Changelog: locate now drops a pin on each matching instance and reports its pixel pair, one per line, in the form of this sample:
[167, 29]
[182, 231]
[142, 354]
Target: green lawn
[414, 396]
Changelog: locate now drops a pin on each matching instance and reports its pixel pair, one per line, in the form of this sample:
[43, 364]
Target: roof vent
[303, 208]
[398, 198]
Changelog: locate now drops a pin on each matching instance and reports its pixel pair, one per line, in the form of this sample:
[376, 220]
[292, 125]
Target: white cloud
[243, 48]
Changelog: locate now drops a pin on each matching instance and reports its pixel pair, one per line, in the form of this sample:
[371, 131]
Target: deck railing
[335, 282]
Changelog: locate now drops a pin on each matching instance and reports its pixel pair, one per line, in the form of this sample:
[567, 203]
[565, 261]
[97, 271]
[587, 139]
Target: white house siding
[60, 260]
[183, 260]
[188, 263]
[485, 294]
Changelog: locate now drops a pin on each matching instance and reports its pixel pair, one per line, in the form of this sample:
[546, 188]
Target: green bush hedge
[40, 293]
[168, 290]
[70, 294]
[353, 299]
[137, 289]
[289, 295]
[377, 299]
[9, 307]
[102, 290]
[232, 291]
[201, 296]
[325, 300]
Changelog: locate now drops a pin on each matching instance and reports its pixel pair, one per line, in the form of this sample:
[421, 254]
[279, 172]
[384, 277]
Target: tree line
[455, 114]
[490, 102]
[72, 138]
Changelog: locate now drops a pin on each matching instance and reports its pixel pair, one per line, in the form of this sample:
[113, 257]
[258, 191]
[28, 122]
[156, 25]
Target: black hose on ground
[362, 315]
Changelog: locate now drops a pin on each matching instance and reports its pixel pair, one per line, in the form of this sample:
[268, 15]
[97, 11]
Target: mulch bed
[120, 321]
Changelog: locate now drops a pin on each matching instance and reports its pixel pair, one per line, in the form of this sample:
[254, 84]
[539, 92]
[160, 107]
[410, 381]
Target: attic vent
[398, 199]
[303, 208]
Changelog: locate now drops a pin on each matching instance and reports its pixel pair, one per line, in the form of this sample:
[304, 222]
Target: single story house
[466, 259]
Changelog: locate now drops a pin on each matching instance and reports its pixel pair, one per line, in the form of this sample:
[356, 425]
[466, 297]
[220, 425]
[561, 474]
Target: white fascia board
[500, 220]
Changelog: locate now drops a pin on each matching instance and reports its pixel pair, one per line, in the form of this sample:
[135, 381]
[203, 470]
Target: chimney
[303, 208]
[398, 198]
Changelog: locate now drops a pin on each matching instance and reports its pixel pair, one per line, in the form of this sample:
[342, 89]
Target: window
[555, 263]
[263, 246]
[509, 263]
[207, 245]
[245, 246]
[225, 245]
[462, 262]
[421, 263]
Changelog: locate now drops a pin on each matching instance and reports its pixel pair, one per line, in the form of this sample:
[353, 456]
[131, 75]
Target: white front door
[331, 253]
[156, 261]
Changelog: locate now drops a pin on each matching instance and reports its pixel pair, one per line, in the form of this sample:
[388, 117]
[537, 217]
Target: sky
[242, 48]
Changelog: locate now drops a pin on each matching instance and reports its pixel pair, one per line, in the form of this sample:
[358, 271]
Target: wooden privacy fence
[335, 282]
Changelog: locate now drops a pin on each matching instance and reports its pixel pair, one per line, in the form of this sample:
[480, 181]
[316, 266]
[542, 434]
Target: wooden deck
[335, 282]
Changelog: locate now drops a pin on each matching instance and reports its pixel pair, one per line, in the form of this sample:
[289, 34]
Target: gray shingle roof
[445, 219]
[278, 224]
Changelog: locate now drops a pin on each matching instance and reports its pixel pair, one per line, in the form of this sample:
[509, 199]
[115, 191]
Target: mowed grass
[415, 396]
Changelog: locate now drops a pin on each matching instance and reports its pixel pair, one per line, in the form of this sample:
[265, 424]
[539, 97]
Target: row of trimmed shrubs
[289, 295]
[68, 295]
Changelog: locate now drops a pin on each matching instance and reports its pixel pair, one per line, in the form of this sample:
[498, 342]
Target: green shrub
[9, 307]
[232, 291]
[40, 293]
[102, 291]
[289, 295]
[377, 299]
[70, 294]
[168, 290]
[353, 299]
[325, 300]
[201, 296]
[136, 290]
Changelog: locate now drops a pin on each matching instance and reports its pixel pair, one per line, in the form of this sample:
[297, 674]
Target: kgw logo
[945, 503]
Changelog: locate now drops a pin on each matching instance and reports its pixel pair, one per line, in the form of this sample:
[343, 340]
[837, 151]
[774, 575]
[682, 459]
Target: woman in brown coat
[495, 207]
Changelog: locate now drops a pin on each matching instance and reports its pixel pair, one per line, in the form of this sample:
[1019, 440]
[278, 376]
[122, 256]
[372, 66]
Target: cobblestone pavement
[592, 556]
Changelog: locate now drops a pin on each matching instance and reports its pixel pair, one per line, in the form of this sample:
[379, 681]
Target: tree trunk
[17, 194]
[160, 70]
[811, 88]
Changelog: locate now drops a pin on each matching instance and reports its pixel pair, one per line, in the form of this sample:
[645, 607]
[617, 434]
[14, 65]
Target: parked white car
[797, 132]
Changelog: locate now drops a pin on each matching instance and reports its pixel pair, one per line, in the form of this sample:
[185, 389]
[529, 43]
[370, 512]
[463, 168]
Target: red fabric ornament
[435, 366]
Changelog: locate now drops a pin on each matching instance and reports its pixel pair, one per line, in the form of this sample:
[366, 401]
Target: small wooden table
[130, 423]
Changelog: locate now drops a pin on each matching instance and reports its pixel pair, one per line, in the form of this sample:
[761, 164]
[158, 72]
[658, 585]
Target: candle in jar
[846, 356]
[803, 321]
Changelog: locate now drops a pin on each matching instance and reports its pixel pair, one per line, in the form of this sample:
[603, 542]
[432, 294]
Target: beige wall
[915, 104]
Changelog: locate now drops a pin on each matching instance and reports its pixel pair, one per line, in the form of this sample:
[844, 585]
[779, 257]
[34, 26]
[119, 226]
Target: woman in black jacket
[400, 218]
◆ ◆ ◆
### Requirement
How many lines in the records above contain the word "wooden"? Reply with the number alone.

### Problem solution
3